begin

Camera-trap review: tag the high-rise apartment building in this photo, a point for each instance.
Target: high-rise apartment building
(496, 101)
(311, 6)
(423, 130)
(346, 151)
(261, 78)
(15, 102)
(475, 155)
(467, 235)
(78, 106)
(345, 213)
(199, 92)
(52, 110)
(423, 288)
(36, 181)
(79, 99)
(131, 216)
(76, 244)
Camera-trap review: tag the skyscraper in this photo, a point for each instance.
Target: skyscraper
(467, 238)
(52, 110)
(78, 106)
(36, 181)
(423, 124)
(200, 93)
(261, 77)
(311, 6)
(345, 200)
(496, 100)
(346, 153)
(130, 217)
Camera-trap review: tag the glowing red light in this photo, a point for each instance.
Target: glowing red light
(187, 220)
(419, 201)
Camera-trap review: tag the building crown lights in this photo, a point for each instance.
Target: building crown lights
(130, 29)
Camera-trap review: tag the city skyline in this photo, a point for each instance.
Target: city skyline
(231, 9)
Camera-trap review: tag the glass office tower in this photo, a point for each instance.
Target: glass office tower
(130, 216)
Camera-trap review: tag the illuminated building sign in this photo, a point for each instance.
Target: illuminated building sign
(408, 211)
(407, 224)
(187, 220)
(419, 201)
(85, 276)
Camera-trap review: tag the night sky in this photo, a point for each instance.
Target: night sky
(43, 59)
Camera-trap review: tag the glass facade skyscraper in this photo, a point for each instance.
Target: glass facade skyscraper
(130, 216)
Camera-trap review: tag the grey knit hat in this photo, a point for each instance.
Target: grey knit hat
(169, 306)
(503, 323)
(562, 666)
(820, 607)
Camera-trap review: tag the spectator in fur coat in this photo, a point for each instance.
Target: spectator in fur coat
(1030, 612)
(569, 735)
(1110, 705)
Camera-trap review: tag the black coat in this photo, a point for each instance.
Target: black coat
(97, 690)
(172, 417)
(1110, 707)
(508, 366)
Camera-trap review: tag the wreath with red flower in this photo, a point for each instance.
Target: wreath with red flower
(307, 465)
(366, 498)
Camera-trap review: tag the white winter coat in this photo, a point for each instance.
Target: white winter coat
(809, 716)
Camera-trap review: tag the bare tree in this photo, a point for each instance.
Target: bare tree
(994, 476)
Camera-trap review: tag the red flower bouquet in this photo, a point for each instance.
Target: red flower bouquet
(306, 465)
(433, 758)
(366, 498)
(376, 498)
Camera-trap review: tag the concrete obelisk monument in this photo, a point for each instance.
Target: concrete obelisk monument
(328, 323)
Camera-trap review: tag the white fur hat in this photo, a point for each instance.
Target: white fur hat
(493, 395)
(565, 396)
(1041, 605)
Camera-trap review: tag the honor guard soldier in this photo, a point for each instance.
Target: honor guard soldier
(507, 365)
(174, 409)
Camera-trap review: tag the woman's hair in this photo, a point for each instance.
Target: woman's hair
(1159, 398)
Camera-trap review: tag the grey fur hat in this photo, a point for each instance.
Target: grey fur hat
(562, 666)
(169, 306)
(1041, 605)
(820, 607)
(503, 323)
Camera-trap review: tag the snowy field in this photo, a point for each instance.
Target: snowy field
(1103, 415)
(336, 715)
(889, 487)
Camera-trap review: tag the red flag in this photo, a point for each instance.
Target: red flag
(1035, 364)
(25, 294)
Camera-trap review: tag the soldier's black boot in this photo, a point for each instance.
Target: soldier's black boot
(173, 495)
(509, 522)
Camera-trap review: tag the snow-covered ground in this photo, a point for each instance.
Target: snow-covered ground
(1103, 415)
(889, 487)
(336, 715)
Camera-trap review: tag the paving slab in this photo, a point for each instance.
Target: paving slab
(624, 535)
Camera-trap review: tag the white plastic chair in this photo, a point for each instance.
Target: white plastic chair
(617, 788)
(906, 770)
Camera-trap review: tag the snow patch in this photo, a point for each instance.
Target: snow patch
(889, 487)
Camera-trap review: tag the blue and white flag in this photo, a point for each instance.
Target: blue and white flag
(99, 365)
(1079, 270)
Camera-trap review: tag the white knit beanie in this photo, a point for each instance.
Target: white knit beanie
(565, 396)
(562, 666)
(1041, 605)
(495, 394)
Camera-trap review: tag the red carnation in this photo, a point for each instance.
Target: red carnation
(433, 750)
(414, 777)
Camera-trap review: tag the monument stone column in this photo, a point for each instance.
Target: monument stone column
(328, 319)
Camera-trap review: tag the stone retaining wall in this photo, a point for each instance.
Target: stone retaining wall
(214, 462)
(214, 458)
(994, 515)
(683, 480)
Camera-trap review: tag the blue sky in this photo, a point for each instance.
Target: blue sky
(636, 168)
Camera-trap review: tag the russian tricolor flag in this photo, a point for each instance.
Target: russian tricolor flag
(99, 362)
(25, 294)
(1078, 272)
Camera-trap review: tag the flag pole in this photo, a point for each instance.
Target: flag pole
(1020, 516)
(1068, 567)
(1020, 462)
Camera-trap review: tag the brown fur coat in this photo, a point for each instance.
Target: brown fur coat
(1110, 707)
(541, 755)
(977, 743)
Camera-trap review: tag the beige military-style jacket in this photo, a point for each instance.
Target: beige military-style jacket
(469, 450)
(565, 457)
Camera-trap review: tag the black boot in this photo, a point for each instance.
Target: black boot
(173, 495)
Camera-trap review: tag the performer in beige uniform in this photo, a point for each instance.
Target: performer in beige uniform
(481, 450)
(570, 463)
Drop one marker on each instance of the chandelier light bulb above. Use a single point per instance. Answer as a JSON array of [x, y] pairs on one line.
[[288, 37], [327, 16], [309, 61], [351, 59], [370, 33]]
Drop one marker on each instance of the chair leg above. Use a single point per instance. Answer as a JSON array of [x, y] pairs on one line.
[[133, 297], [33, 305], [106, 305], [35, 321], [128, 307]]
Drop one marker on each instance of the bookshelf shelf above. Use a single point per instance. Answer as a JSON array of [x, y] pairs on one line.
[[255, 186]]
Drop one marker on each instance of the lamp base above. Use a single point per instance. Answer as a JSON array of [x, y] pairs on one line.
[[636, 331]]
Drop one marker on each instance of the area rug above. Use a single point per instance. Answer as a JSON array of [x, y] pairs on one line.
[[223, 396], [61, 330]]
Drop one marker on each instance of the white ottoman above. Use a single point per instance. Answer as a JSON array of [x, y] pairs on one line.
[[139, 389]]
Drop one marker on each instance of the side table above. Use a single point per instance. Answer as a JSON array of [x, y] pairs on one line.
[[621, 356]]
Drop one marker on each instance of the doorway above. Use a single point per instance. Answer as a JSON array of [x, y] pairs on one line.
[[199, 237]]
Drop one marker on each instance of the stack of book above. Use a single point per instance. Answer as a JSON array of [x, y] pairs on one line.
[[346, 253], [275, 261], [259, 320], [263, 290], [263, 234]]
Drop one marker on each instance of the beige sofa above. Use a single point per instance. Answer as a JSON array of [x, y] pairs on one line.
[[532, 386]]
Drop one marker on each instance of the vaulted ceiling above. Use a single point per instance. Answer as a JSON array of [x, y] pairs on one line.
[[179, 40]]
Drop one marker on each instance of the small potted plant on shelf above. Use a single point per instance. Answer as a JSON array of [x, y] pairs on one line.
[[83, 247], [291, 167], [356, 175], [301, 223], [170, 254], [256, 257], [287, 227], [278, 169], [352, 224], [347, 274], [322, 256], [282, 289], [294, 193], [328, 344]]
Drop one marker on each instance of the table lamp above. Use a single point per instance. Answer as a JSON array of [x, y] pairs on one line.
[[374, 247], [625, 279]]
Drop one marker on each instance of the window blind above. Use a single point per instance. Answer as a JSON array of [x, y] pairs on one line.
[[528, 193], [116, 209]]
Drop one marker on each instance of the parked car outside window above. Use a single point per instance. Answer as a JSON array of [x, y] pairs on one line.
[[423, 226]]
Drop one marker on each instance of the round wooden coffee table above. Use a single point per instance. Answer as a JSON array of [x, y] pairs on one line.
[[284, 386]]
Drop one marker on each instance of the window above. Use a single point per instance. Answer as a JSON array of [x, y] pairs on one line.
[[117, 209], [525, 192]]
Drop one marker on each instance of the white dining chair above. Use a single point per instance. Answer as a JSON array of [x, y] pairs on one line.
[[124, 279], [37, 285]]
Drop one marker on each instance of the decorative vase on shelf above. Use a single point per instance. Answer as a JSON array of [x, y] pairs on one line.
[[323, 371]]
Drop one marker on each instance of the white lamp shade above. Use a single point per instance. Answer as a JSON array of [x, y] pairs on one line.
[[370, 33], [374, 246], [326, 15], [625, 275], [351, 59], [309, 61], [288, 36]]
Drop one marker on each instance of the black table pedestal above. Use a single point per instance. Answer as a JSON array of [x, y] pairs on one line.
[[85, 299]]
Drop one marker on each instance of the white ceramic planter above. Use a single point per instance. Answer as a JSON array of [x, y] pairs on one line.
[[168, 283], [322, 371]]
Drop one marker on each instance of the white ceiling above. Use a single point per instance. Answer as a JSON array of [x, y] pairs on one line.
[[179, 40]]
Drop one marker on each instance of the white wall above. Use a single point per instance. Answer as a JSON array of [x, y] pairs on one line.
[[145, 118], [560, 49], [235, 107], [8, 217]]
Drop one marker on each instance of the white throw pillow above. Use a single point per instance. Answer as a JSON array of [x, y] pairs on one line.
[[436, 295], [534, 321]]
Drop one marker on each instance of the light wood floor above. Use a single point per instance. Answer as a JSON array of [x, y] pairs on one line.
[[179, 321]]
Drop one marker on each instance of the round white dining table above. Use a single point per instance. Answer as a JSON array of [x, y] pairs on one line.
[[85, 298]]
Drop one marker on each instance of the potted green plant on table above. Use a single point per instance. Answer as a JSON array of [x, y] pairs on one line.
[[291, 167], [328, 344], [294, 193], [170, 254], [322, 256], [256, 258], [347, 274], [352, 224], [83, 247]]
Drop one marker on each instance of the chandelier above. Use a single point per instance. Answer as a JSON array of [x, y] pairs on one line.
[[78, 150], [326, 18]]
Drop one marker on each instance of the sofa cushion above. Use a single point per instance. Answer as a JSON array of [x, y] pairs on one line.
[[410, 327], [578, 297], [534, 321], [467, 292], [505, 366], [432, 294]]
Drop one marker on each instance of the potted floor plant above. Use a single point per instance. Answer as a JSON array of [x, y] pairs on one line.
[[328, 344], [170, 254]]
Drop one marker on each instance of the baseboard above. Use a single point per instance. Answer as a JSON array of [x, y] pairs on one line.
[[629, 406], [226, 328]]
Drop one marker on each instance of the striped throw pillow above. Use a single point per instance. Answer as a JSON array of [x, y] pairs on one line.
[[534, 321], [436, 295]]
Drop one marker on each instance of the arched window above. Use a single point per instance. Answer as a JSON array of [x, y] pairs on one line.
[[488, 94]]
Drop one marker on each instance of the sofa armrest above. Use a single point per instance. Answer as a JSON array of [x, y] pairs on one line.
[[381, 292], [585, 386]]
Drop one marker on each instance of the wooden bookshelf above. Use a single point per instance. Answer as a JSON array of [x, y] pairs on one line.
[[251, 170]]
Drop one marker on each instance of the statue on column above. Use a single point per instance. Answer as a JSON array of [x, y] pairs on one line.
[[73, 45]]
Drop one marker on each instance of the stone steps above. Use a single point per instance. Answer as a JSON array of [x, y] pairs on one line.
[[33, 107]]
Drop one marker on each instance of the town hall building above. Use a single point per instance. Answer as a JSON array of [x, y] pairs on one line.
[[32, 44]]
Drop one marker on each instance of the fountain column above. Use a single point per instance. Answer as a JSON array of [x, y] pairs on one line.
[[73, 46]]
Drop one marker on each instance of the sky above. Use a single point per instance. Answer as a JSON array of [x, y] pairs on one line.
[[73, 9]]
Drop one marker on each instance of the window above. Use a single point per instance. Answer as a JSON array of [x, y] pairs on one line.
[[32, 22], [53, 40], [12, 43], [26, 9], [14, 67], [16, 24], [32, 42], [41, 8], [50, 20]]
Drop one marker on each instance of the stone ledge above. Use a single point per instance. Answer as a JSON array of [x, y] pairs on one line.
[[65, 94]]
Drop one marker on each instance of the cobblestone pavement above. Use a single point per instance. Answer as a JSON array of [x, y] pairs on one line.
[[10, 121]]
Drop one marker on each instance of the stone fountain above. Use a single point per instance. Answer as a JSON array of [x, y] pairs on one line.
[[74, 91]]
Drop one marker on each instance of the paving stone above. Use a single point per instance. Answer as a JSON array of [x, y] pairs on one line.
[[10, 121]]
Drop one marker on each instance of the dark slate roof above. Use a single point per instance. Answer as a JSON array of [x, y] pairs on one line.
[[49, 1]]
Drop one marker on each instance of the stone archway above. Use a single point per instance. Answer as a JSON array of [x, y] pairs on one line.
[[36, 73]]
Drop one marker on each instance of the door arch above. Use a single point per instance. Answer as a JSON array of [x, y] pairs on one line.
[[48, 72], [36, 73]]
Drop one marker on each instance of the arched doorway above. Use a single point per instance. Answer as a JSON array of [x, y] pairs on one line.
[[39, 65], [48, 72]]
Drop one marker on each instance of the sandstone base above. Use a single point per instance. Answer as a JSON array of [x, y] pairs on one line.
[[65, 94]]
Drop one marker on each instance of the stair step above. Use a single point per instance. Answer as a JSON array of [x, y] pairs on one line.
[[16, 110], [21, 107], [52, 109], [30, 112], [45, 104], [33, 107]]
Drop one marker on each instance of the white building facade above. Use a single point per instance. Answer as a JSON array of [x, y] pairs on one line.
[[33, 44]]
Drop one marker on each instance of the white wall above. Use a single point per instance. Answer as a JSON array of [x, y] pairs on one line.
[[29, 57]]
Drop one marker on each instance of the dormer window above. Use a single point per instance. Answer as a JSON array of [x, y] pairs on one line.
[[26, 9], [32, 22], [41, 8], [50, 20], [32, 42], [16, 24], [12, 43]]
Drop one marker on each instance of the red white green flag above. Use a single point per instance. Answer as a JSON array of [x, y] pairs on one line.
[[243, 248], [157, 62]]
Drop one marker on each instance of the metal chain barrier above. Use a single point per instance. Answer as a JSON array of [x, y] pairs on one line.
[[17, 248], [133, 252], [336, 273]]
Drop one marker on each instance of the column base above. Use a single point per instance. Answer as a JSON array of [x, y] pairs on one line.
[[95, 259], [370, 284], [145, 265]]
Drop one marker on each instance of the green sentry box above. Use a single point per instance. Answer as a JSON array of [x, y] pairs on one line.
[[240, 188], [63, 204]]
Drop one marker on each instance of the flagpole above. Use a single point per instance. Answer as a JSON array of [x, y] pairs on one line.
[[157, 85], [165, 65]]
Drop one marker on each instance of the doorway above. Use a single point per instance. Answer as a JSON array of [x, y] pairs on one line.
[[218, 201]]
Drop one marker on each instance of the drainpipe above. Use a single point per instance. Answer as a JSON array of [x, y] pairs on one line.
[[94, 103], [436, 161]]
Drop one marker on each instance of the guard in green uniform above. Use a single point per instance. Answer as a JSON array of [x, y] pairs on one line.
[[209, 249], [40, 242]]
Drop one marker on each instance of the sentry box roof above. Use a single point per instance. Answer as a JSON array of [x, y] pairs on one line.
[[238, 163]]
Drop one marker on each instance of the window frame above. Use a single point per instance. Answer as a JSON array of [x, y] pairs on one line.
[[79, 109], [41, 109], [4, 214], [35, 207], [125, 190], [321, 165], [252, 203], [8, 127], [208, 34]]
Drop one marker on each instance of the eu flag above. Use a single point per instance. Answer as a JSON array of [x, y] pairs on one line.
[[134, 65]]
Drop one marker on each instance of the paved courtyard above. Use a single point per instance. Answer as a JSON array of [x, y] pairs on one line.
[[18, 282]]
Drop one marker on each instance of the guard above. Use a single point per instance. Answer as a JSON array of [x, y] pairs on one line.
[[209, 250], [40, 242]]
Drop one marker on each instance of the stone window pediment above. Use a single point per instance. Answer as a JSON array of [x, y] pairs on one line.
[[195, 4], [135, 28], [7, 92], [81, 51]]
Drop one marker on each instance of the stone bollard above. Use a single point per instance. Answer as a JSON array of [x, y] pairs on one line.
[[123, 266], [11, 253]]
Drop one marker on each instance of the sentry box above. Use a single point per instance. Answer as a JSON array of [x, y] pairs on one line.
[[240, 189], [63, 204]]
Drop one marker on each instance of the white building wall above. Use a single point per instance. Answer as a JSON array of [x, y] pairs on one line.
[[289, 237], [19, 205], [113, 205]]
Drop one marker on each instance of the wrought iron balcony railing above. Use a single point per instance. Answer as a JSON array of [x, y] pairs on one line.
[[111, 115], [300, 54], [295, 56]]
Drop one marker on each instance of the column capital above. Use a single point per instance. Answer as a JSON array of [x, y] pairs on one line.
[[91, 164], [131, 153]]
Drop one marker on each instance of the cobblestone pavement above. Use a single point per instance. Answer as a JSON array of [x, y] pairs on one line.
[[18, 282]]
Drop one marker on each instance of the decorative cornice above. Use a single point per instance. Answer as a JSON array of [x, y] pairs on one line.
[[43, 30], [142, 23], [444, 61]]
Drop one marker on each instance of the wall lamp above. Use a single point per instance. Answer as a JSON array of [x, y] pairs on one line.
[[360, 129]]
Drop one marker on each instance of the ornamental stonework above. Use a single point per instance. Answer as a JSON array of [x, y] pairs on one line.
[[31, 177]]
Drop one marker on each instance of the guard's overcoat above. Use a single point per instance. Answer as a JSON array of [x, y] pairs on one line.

end

> **WHAT TO DO**:
Extract every line from the one containing "Drop one marker on each instance of the sentry box above." to the end of the entries, including both of those lines, exactly as given and with nothing added.

> **EXERCISE RESPONSE**:
Drop one marker on each instance of the sentry box above. Use a single point per instance. Answer as a JSON array of [x, y] pairs on one line.
[[240, 189], [63, 204]]
Drop one marker on each instance of the white building wall above. Use a single point per instance. Answer as a JSON array of [x, y] pairs on one line.
[[289, 237], [19, 205], [113, 205]]
Drop one marker on each instance of the wrought iron balcony railing above. Use a single point per instance. Answer as a JSON array of [x, y] pairs on one line.
[[111, 115], [300, 54], [295, 56]]
Drop one marker on each instance of the column capital above. Use a single point per instance. Answer as a JSON array of [x, y] pairs on one line.
[[91, 164], [131, 153]]
Drop one marker on each instance of the cobblestone pavement above. Use a single point per instance. Answer as a JSON array of [x, y] pairs on one line.
[[18, 282]]
Drop one marker on each instance of the decorative cornice above. Use a single point per instance. Answer as a JSON array of [x, y] pairs on one line.
[[43, 30], [142, 23], [444, 61]]
Drop one marker on each instance of the wall lamp above. Use a single point per instance. Answer as a JSON array of [x, y] pairs on one line.
[[360, 129]]
Drop one marker on each instance of the ornamental stonework above. Use a single point per instance. Answer as a JSON array of [x, y] pairs on one line.
[[31, 177]]
Drop one marker on each instance of the guard's overcoat above. Use a single point per instance. Answer as a JSON array of [x, y] pairs on one line.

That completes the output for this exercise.